Excerpts of bounding box data
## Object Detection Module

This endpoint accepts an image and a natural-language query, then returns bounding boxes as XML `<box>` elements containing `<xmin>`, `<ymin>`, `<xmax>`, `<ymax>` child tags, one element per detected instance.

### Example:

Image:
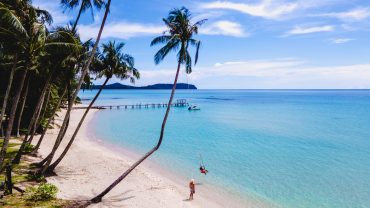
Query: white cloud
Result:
<box><xmin>78</xmin><ymin>22</ymin><xmax>166</xmax><ymax>40</ymax></box>
<box><xmin>330</xmin><ymin>38</ymin><xmax>354</xmax><ymax>44</ymax></box>
<box><xmin>199</xmin><ymin>20</ymin><xmax>248</xmax><ymax>37</ymax></box>
<box><xmin>286</xmin><ymin>25</ymin><xmax>335</xmax><ymax>35</ymax></box>
<box><xmin>200</xmin><ymin>0</ymin><xmax>299</xmax><ymax>19</ymax></box>
<box><xmin>318</xmin><ymin>8</ymin><xmax>370</xmax><ymax>21</ymax></box>
<box><xmin>132</xmin><ymin>58</ymin><xmax>370</xmax><ymax>89</ymax></box>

*What is being asked*: Could you update the listing above so that "white cloud" reads "gray cloud", with everything else unchanged? Leave the pictures out of your copy.

*Exercise output*:
## Object Detection Module

This endpoint accepts an image and a natural-language query, then returns bounding boxes as XML `<box>` elements containing `<xmin>`, `<ymin>`, `<xmax>`, `<ymax>` child tags, one element per detected instance.

### Example:

Image:
Query: gray cloud
Result:
<box><xmin>78</xmin><ymin>22</ymin><xmax>166</xmax><ymax>40</ymax></box>
<box><xmin>330</xmin><ymin>38</ymin><xmax>354</xmax><ymax>44</ymax></box>
<box><xmin>199</xmin><ymin>20</ymin><xmax>248</xmax><ymax>37</ymax></box>
<box><xmin>286</xmin><ymin>25</ymin><xmax>335</xmax><ymax>35</ymax></box>
<box><xmin>200</xmin><ymin>0</ymin><xmax>299</xmax><ymax>19</ymax></box>
<box><xmin>318</xmin><ymin>8</ymin><xmax>370</xmax><ymax>21</ymax></box>
<box><xmin>132</xmin><ymin>58</ymin><xmax>370</xmax><ymax>89</ymax></box>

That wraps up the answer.